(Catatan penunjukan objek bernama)
++++

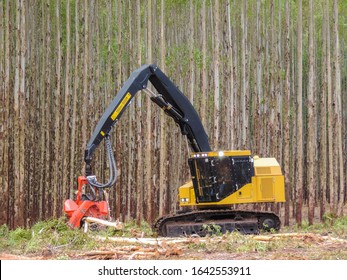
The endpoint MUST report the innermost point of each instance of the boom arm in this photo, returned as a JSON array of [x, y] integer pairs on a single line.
[[170, 99]]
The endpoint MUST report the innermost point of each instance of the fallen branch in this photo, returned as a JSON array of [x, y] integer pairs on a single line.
[[117, 224], [151, 241]]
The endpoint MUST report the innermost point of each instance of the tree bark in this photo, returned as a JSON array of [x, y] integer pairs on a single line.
[[300, 149]]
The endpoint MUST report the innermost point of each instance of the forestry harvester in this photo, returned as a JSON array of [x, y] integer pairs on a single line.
[[219, 179]]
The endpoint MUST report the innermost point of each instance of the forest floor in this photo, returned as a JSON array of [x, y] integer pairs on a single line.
[[53, 241]]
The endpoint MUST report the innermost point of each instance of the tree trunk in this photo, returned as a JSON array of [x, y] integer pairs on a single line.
[[300, 150], [311, 136]]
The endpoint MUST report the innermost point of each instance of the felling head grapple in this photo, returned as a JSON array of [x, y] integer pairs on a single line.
[[84, 206]]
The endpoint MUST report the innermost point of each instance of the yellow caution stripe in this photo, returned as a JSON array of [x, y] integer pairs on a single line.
[[121, 106]]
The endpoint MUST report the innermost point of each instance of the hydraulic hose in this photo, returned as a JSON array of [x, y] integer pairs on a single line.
[[113, 169]]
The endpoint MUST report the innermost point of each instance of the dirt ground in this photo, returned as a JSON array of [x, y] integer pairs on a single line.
[[287, 246]]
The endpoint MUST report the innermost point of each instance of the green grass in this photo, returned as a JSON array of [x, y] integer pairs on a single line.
[[56, 237]]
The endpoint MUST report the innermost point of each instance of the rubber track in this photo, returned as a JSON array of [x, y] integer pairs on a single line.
[[193, 215]]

++++

## Latihan Singkat
Salin kata demi kata semua baris di atas, tetapi jangan sertakan gambarnya dalam jawaban.

## Jawaban Tertulis
The endpoint MUST report the innermost point of each instance of the boom arm in this photo, returned as a JSON array of [x, y] integer pairs on a single line.
[[170, 99]]
The endpoint MUST report the innermost point of each instance of the fallen branch in this photo, returned as a JSON array of [x, y] integer pairs on a single line.
[[117, 224], [151, 241]]
The endpoint MUST report the innermost point of each instance of the tree bark in this photo, returned as a JSON array of [x, y] integer pairs on a single line.
[[300, 149]]
The endpoint MUST report the innermost point of each instance of the forestry harvester in this photo, returned as a JSON array of [x, y] integer pairs on a single line.
[[219, 179]]
The endpoint MUST report the innermost point of each instance of the forest floor in this photo, returned as a JSON array of [x, y] integer pairs on a single line.
[[53, 241]]
The endpoint MUST report the innermost point of each instance of the tree trunk in this photo, returned as a JSON array of [x, y] integer pairs on a single line.
[[300, 150], [311, 136]]
The endpoint MUST report the innermost point of each instance of the felling head grapple in this photo, returned as a JSON array of [x, y] integer pairs on a single line.
[[84, 206]]
The endpoint MUST report the innermost point of each instance of the yellow caution stripe in this photo, returned as a JSON array of [x, y] integer pairs on a single line.
[[121, 106]]
The endpoint MUST report the innermost point of each instance of the hydraulic hose in this photo, returned as a JSON array of [x, y] integer pairs on a single line.
[[113, 169]]
The endpoint MUST report the innermost point of each instance of the dirt ground in this photo, returned as a JSON array of [x, y] integer pairs on a single line.
[[287, 246]]
The endpoint MUST report the innermost point of each instance of the green grass in this photo, returned as a JSON array of [x, y] integer pairs on a single line.
[[56, 237]]
The endpoint MUST report the innermost point of each instance of the rubber track in this photo, returned as a JSON array of [x, y] integer pairs on a single line.
[[193, 215]]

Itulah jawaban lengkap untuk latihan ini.